Joel Stein (born July 23, 1971) is an American journalist who wrote for the Los Angeles Times. He wrote a column and occasional articles for Time for 19 years until 2017.

Early life
Stein grew up in Edison, New Jersey, the son of a salesman. He is Jewish. Stein attended J.P. Stevens High School, where he was a writer and entertainment editor for Hawkeye, the student newspaper. He majored in English at Stanford University and wrote a weekly column for the school's student newspaper, The Stanford Daily.  He graduated in 1993 with a BA and an MA and moved to New York City, and then to Los Angeles in 2005.

Career
Stein's career began as a writer and researcher for Martha Stewart Living. He worked a year for Stewart and later quipped that she had fired him twice in the same day.  Stein did fact-checking at various publications before becoming a sports editor and columnist for Time Out New York, where he stayed for two years.  While working at Time Out New York, he was a contestant on MTV's short-lived game show Idiot Savants. Stein joined Time in August 1997 and his last column for the magazine appeared on November 16, 2017. In signing off, he began, "Since my first column, 19 years ago, readers and co-workers have clamored to have me fired." He concluded, "There are times when society needs a punk who doesn’t care. There are far fewer times when society needs a 46-year-old punk who doesn’t care. I’ve always been guilty of hanging on too long out of fear of graduating college, ending relationships and transitioning from democracy to authoritarianism. I look forward to a future columnist who makes me laugh about that."

Stein sometimes appears as a commentator on television programs such as I Love the '80s. He also co-produced three TV pilots: an animated series for VH1 and two for ABC. The animated show, titled Hey Joel, aired in Canada and later in South Africa, while the other two were never picked up.  He was a writer and producer for the sitcom Crumbs.

= Given request 1 =
How would you render this sentence from the Joel Stein biography in Spanish: "Stein grew up in Edison, New Jersey, the son of a salesman."

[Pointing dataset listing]
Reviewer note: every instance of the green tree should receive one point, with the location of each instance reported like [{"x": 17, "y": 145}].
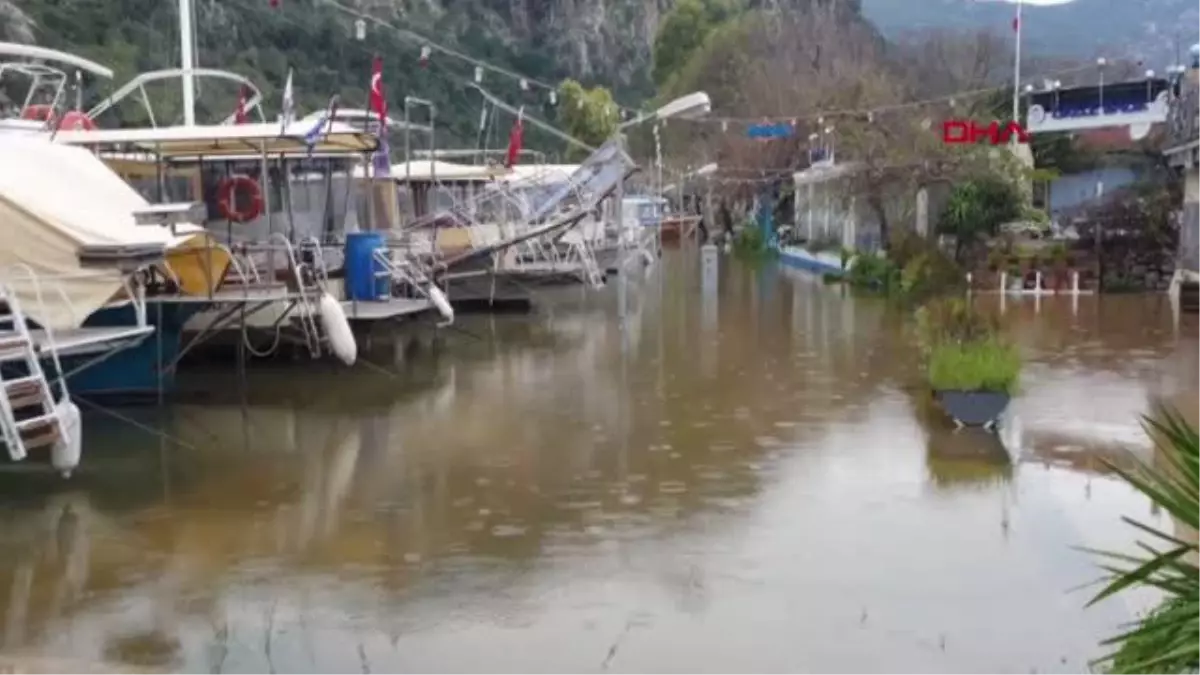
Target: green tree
[
  {"x": 977, "y": 209},
  {"x": 683, "y": 31},
  {"x": 588, "y": 114}
]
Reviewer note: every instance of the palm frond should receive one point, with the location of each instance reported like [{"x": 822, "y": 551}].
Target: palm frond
[{"x": 1168, "y": 640}]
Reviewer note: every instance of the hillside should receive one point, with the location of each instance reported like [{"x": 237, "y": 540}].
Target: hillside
[
  {"x": 1150, "y": 30},
  {"x": 605, "y": 41}
]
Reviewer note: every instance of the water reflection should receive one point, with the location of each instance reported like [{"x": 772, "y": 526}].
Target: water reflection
[{"x": 567, "y": 493}]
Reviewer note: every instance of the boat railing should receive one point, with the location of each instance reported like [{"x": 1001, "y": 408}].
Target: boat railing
[
  {"x": 17, "y": 344},
  {"x": 307, "y": 311},
  {"x": 138, "y": 85},
  {"x": 48, "y": 72}
]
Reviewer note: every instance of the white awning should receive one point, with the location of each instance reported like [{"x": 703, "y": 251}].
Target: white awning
[{"x": 57, "y": 202}]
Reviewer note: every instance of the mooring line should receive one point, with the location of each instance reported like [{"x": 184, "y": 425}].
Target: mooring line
[{"x": 137, "y": 424}]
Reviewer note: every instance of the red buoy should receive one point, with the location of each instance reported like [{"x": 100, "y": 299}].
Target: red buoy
[{"x": 77, "y": 120}]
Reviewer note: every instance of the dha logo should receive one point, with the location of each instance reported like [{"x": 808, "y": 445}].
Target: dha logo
[{"x": 955, "y": 132}]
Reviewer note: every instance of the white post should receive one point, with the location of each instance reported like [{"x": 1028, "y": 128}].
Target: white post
[
  {"x": 1017, "y": 70},
  {"x": 187, "y": 51},
  {"x": 658, "y": 166}
]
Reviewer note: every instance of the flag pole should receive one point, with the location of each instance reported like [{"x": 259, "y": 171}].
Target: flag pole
[{"x": 1017, "y": 66}]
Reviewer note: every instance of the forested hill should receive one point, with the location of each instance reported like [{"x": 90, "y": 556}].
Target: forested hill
[
  {"x": 598, "y": 41},
  {"x": 1156, "y": 31}
]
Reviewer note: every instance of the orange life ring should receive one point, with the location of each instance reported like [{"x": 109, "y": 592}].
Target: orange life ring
[{"x": 227, "y": 198}]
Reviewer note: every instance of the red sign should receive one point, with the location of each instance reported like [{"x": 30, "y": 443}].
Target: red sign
[{"x": 971, "y": 132}]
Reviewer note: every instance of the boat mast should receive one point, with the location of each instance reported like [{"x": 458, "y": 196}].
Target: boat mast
[{"x": 187, "y": 51}]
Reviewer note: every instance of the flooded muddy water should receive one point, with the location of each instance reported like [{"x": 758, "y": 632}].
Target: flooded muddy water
[{"x": 741, "y": 482}]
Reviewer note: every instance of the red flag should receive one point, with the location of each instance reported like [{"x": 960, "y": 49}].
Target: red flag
[
  {"x": 515, "y": 137},
  {"x": 240, "y": 113},
  {"x": 378, "y": 103}
]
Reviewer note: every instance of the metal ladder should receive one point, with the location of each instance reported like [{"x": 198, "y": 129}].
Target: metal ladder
[
  {"x": 306, "y": 310},
  {"x": 30, "y": 394}
]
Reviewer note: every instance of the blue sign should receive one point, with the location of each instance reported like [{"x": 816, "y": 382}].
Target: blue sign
[{"x": 769, "y": 130}]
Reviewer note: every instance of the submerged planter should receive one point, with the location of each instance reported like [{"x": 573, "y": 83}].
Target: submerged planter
[{"x": 973, "y": 408}]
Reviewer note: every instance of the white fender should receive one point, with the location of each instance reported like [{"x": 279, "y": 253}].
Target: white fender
[
  {"x": 439, "y": 300},
  {"x": 69, "y": 448},
  {"x": 337, "y": 329}
]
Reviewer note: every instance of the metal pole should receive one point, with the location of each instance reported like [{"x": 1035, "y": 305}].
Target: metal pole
[
  {"x": 622, "y": 272},
  {"x": 1017, "y": 70},
  {"x": 187, "y": 52}
]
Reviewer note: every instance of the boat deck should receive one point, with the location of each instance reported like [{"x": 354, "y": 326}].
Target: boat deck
[
  {"x": 76, "y": 341},
  {"x": 384, "y": 310}
]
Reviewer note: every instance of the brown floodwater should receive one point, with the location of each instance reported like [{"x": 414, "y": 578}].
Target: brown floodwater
[{"x": 742, "y": 482}]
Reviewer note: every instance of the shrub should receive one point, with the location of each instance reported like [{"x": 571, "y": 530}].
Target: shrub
[
  {"x": 750, "y": 244},
  {"x": 976, "y": 365},
  {"x": 874, "y": 273},
  {"x": 952, "y": 320},
  {"x": 964, "y": 350},
  {"x": 930, "y": 273}
]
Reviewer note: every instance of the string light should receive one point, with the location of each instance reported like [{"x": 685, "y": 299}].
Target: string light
[{"x": 820, "y": 117}]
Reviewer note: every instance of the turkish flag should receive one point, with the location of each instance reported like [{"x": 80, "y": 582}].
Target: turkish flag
[
  {"x": 515, "y": 138},
  {"x": 378, "y": 103}
]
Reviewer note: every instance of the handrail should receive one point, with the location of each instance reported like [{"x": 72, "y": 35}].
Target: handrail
[
  {"x": 47, "y": 54},
  {"x": 139, "y": 82}
]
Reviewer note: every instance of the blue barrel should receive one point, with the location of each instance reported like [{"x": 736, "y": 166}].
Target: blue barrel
[{"x": 364, "y": 280}]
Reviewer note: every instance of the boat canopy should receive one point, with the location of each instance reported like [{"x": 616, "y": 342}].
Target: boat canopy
[
  {"x": 178, "y": 143},
  {"x": 59, "y": 207},
  {"x": 541, "y": 173},
  {"x": 429, "y": 171}
]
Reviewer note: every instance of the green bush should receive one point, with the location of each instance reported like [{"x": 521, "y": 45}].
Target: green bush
[
  {"x": 751, "y": 244},
  {"x": 964, "y": 350},
  {"x": 874, "y": 273},
  {"x": 952, "y": 320},
  {"x": 976, "y": 365},
  {"x": 1163, "y": 641},
  {"x": 930, "y": 273}
]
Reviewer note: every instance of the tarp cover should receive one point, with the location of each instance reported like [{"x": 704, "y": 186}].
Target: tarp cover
[{"x": 54, "y": 202}]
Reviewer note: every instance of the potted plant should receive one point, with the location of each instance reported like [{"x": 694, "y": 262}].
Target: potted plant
[
  {"x": 972, "y": 371},
  {"x": 1059, "y": 267}
]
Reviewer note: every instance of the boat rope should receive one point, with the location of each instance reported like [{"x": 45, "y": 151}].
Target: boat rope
[{"x": 136, "y": 424}]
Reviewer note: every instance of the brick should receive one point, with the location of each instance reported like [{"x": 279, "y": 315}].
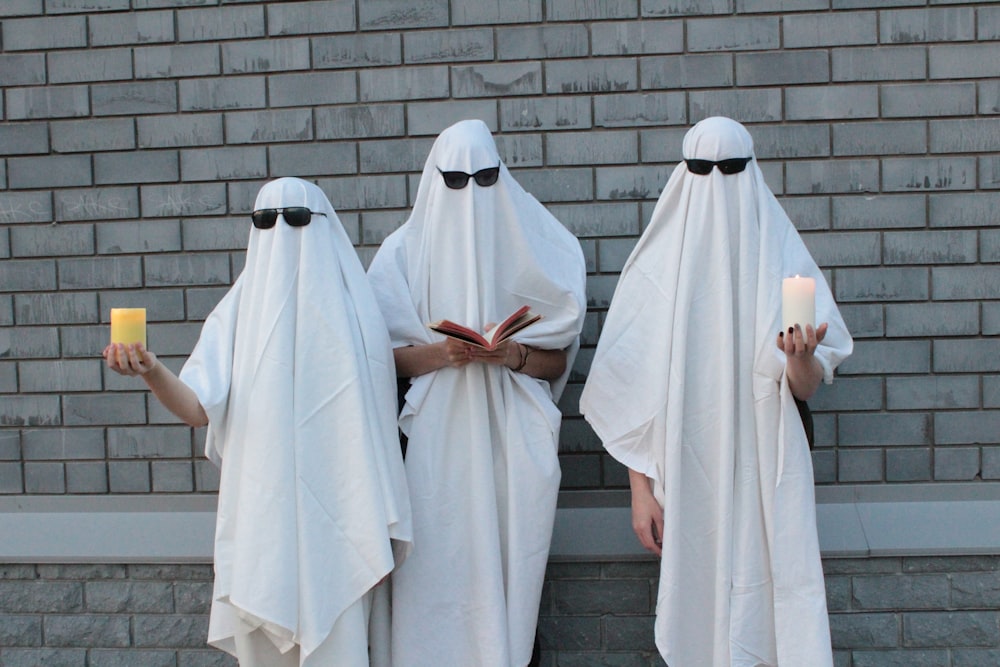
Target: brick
[
  {"x": 840, "y": 29},
  {"x": 908, "y": 464},
  {"x": 17, "y": 207},
  {"x": 49, "y": 171},
  {"x": 428, "y": 118},
  {"x": 611, "y": 75},
  {"x": 24, "y": 139},
  {"x": 51, "y": 240},
  {"x": 833, "y": 102},
  {"x": 849, "y": 394},
  {"x": 544, "y": 41},
  {"x": 135, "y": 167},
  {"x": 149, "y": 442},
  {"x": 23, "y": 69},
  {"x": 733, "y": 34},
  {"x": 965, "y": 136},
  {"x": 863, "y": 320},
  {"x": 85, "y": 136},
  {"x": 27, "y": 275},
  {"x": 880, "y": 138},
  {"x": 494, "y": 80},
  {"x": 243, "y": 92},
  {"x": 879, "y": 64},
  {"x": 758, "y": 105},
  {"x": 125, "y": 99},
  {"x": 539, "y": 114},
  {"x": 521, "y": 150},
  {"x": 909, "y": 100},
  {"x": 228, "y": 22},
  {"x": 172, "y": 477},
  {"x": 864, "y": 630},
  {"x": 29, "y": 342},
  {"x": 170, "y": 630},
  {"x": 967, "y": 428},
  {"x": 965, "y": 282},
  {"x": 947, "y": 61},
  {"x": 128, "y": 477},
  {"x": 927, "y": 25},
  {"x": 956, "y": 463},
  {"x": 932, "y": 319},
  {"x": 391, "y": 15},
  {"x": 183, "y": 200},
  {"x": 832, "y": 176},
  {"x": 303, "y": 18},
  {"x": 888, "y": 429},
  {"x": 175, "y": 61},
  {"x": 44, "y": 478},
  {"x": 454, "y": 45},
  {"x": 366, "y": 192},
  {"x": 270, "y": 55},
  {"x": 963, "y": 209},
  {"x": 352, "y": 51},
  {"x": 48, "y": 102},
  {"x": 11, "y": 482},
  {"x": 944, "y": 629},
  {"x": 119, "y": 29},
  {"x": 59, "y": 376},
  {"x": 45, "y": 34},
  {"x": 635, "y": 110},
  {"x": 686, "y": 71},
  {"x": 90, "y": 65},
  {"x": 572, "y": 148},
  {"x": 366, "y": 121},
  {"x": 627, "y": 38},
  {"x": 902, "y": 174},
  {"x": 599, "y": 219}
]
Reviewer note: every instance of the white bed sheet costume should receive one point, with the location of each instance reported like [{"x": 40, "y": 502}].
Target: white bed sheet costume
[
  {"x": 481, "y": 460},
  {"x": 688, "y": 387},
  {"x": 295, "y": 371}
]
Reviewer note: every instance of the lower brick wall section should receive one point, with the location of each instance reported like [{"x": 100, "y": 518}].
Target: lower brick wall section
[{"x": 884, "y": 612}]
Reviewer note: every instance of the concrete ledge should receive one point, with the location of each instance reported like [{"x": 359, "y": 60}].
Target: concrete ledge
[{"x": 854, "y": 522}]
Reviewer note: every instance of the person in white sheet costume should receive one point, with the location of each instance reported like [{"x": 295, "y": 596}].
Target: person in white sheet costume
[
  {"x": 483, "y": 428},
  {"x": 692, "y": 386},
  {"x": 293, "y": 373}
]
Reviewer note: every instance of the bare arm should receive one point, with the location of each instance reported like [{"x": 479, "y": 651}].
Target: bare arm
[
  {"x": 804, "y": 371},
  {"x": 176, "y": 396},
  {"x": 647, "y": 515}
]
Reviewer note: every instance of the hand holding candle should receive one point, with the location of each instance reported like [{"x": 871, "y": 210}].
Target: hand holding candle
[
  {"x": 798, "y": 303},
  {"x": 128, "y": 326}
]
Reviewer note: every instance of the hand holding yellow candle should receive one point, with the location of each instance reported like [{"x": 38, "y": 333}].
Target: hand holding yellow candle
[
  {"x": 798, "y": 303},
  {"x": 128, "y": 325}
]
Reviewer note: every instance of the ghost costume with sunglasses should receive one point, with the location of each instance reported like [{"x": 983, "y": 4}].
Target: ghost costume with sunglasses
[
  {"x": 293, "y": 374},
  {"x": 483, "y": 428},
  {"x": 692, "y": 388}
]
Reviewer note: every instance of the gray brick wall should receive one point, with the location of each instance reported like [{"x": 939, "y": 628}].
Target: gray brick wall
[{"x": 134, "y": 135}]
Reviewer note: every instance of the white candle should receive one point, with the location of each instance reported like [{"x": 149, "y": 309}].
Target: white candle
[{"x": 798, "y": 303}]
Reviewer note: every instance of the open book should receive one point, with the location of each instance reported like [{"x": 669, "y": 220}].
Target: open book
[{"x": 519, "y": 319}]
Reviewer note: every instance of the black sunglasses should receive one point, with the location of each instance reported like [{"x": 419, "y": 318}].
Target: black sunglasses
[
  {"x": 456, "y": 180},
  {"x": 296, "y": 216},
  {"x": 731, "y": 166}
]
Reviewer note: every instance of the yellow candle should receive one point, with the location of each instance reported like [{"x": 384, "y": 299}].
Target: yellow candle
[
  {"x": 128, "y": 325},
  {"x": 798, "y": 302}
]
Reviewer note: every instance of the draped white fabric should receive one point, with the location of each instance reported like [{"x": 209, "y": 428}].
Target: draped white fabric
[
  {"x": 688, "y": 387},
  {"x": 482, "y": 455},
  {"x": 294, "y": 368}
]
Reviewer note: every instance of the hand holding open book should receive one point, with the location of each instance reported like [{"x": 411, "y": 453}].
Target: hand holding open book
[{"x": 518, "y": 320}]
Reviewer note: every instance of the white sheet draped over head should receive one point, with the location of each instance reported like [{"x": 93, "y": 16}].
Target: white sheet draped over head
[
  {"x": 482, "y": 455},
  {"x": 295, "y": 371},
  {"x": 687, "y": 386}
]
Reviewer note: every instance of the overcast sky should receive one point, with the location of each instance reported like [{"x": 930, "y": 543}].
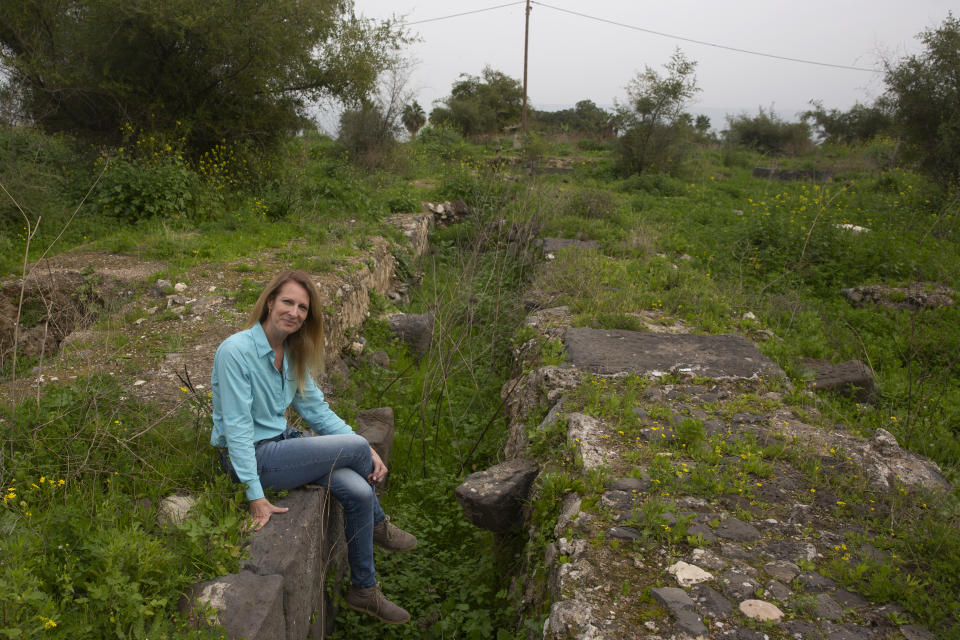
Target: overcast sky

= Given request 2 =
How many lines of the listing contain the string "sign", with case counting? Reply with the number alone.

= Exercise solution 1 =
Stein creció en Edison, Nueva Jersey, hijo de un vendedor.

= Exercise solution 2 =
4